### Task requirements
Duplicate the material below line for line, without changing anything.

___ Input for this task

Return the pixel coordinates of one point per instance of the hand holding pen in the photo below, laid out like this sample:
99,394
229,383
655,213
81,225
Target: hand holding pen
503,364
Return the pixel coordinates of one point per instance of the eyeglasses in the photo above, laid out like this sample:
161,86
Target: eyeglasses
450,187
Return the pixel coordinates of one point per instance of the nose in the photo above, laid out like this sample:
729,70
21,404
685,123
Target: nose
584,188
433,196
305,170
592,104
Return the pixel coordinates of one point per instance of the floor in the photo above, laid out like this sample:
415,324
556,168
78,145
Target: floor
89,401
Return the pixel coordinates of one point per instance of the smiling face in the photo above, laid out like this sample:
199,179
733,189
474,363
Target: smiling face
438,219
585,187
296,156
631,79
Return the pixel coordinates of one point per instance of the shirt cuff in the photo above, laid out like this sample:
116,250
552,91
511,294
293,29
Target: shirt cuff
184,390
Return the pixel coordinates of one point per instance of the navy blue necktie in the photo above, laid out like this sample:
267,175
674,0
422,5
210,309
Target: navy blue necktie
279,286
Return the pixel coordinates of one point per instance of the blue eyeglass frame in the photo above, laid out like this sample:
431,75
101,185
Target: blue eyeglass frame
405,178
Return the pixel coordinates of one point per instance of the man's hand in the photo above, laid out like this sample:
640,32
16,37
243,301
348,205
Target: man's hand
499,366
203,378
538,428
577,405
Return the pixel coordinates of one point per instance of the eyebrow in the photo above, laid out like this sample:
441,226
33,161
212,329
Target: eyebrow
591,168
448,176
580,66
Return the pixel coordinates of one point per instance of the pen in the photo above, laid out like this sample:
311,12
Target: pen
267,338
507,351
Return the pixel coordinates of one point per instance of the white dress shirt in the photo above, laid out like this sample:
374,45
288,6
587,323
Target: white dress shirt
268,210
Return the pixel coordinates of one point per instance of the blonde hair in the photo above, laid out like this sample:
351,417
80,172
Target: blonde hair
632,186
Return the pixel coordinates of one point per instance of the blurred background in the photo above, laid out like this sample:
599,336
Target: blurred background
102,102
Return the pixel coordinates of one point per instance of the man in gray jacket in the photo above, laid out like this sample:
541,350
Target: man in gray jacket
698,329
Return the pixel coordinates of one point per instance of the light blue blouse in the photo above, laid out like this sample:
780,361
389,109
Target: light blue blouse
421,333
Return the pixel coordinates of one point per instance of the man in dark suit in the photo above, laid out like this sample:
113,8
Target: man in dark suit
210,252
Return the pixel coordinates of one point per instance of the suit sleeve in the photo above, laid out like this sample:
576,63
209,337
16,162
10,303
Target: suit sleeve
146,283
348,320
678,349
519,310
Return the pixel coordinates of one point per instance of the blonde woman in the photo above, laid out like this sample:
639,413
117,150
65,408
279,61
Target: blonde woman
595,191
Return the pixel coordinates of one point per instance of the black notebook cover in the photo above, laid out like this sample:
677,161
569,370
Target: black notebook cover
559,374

______

### Complete answer
Return the pixel coordinates of one point per instance of the hand holding pen in the photo below, laid out like this sample:
99,394
229,383
655,213
81,225
Target: hand holding pen
503,364
Return the pixel coordinates of one point per instance of the eyeglasses in the photo above, laid out like this sample:
161,86
Target: eyeglasses
450,187
Return the pixel coordinates of one point per instance of the nose in the photo above, laid out like this sample:
729,70
21,404
685,123
Target: nose
584,188
433,196
305,170
592,104
Return the pixel coordinates of one point per instance of the floor in the photo above, laid out like this sample:
415,324
556,168
78,145
Target: floor
89,401
Return the pixel coordinates of one point per instance of the smiling face in the photo above, laid out like this sample:
199,179
733,189
474,363
Target: smiling face
438,219
585,187
296,156
631,79
Return the pixel coordinates of one point per instance of the shirt cuff in the photo above, laid out like this sample:
116,250
552,91
511,294
293,29
Target: shirt cuff
184,390
Return the pixel coordinates of one point per instance of the navy blue necktie in the photo above, laid out like this sample:
267,175
674,0
422,5
210,309
Target: navy blue necktie
279,286
Return the pixel coordinates of one point per instance of the blue eyeglass frame in the photo above, laid out like this sample:
431,75
101,185
Target: blue eyeglass frame
405,178
Return the pixel coordinates of one point per instance of the man's hand in the photo above, laid out like this sample:
640,32
16,37
243,301
348,205
Target: man's hand
499,366
203,378
538,428
577,405
Return the pixel coordinates of one point per instance of the eyebrow in the photo above, laid out like this sample:
441,226
33,161
212,329
Target: eyebrow
591,168
448,176
580,66
Return the pixel coordinates of one point per instance of the pen in the photo above, laid out like this sample:
311,12
Target: pen
267,338
507,351
Return the pixel coordinates of one point per instance of the white dress shirt in the photo above, laid out like this sample:
374,45
288,6
587,323
Target: white dress shirt
268,210
Return the pixel coordinates of one point per instance of the blonde hair in the photo above, laid out like this sample:
351,417
80,172
Target: blonde hair
632,186
Return the pixel coordinates of one point per instance of the blurred background in the photo above, laid out like this sample:
599,336
Target: blurred background
102,102
Return the pixel coordinates of one point per instance of the man in gray jacket in the photo above, laid out like this sample:
541,350
Target: man in gray jacket
698,329
Return the pixel coordinates of one point per instance of the light blue blouse in the photo above, laid out like this sample:
780,361
389,109
Target: light blue blouse
421,333
Return the pixel coordinates of one point per instance of the man in dark suit in the photo above, laid out like this sample:
113,8
Target: man in dark suit
210,252
Return the pixel coordinates of one point per instance of the suit sleeve in the photo above, laid out like this sample:
576,63
209,337
16,162
10,303
Target: suit sleeve
146,283
348,320
678,349
519,310
Return the pixel coordinates of one point per instance of the blonde woman in the photo above, laid out like this sample:
639,413
117,150
65,408
279,61
Target: blonde woman
595,191
Return the pixel coordinates of one point per instance of the black notebook cover in the photo above, laid out like this sample:
677,161
569,370
Target: black notebook cover
559,374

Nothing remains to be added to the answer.